* [Aufgabe 1] Im Tagebucheintrag wird das Wochenende als wiederholte Antwort darauf genannt, am Schreiben gehindert worden zu sein. Welche Begründung gibt der Tagebucheintrag dafür, dass diese Antwort der Naivität geschuldet war?

Samstag, 26. Oktober 2019, bei Cimarosas “Cleopatra”

Wohl mein ganzes Leben hindurch, also sicher tausende Male, habe ich ein Ende, meist einfach das der Woche, als neuen Anfang betrachtet, als Möglichkeit dazu, so wie Kant von den Bedingungen der Möglichkeit für Erkenntnis etwa spricht, zumindest. Welche Bedingungen müssen gegeben sein, damit etwas möglich wird? Oft genug, nachdem ich immer wieder am Schreiben gehindert worden war, hatte ich darauf mit dem Wochenende geantwortet, was natürlich meiner unsterblichen Naivität geschuldet war, denn was enttäuscht mehr als das Wochenende? Nun, wie auch immer. Mag es so bleiben.

Am Morgen lag Nebel über dem Garten. Ich setzte mich an das offene Fenster, noch im Nachtzeug, und las seit langem mal wieder einige Seiten noch vor dem Frühstück. Es waren Handkes Schilderungen vor seinem Aufbruch aus der Niemandsbucht, wie er sie in der Obstdiebin mit einer ganz eigentümlichen Ruhe entwickelt.

* [Datensätze]
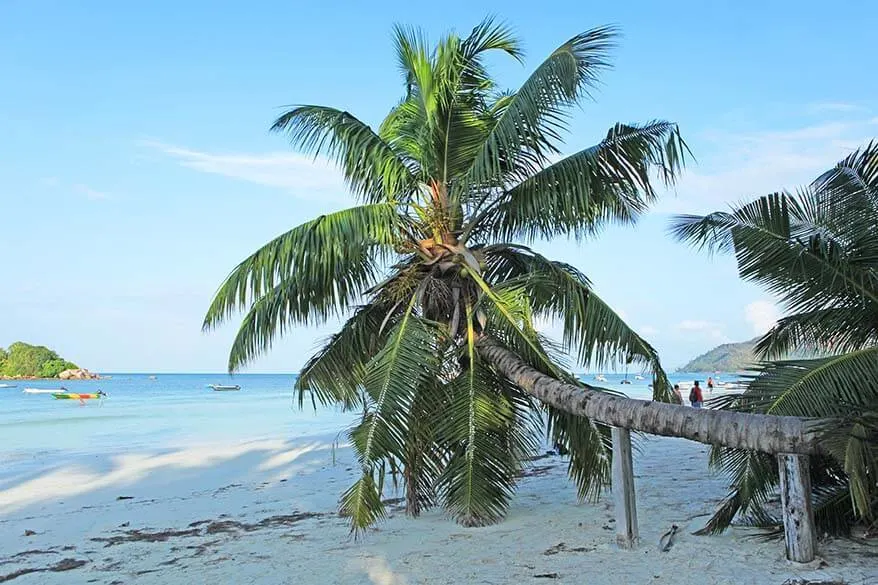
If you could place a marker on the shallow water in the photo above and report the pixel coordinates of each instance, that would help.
(172, 411)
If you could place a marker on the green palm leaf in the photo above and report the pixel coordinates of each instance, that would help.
(335, 374)
(582, 192)
(817, 250)
(392, 379)
(306, 275)
(422, 274)
(372, 168)
(486, 454)
(531, 123)
(591, 328)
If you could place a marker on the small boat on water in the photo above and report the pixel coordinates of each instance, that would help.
(78, 396)
(44, 390)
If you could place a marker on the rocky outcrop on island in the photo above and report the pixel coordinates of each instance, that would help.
(23, 361)
(78, 374)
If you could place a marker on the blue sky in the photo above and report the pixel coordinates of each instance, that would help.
(136, 168)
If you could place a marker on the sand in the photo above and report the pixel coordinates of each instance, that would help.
(263, 512)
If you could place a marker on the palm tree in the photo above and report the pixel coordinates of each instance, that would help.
(455, 181)
(817, 250)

* [Aufgabe 2] Gib in den Datensätzen die Zeilen wieder, beginnend mit der Zeile, die „If you could place a marker on the small“ enthält, und endend mit dem Ende der Datensätze. Ersetze darin „pixel coordinates“ durch „image coordinates“ und lass alles andere unverändert.

* [Ergebnis 1] Nichts enttäuscht mehr als das Wochenende. Das drückt der Tagebucheintrag mit der rhetorischen Frage „denn was enttäuscht mehr als das Wochenende?“ aus.

* [Ergebnis 2]
If you could place a marker on the small boat on water in the photo above and report the image coordinates of each instance, that would help.
(78, 396)
(44, 390)
If you could place a marker on the rocky outcrop on island in the photo above and report the image coordinates of each instance, that would help.
(23, 361)
(78, 374)
If you could place a marker on the blue sky in the photo above and report the image coordinates of each instance, that would help.
(136, 168)
If you could place a marker on the sand in the photo above and report the image coordinates of each instance, that would help.
(263, 512)
If you could place a marker on the palm tree in the photo above and report the image coordinates of each instance, that would help.
(455, 181)
(817, 250)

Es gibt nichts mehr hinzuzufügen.